• Stated exercise
Render the following data as a numbered list, leaving out any blank lines.

• Provided data
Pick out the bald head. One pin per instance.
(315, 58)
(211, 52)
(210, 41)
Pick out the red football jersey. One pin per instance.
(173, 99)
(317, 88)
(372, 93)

• Response
1. Pick out the bald head. One pin per instance.
2. (315, 58)
3. (211, 52)
4. (210, 41)
5. Pick out the red football jersey. One pin per instance.
6. (173, 99)
7. (317, 88)
8. (372, 93)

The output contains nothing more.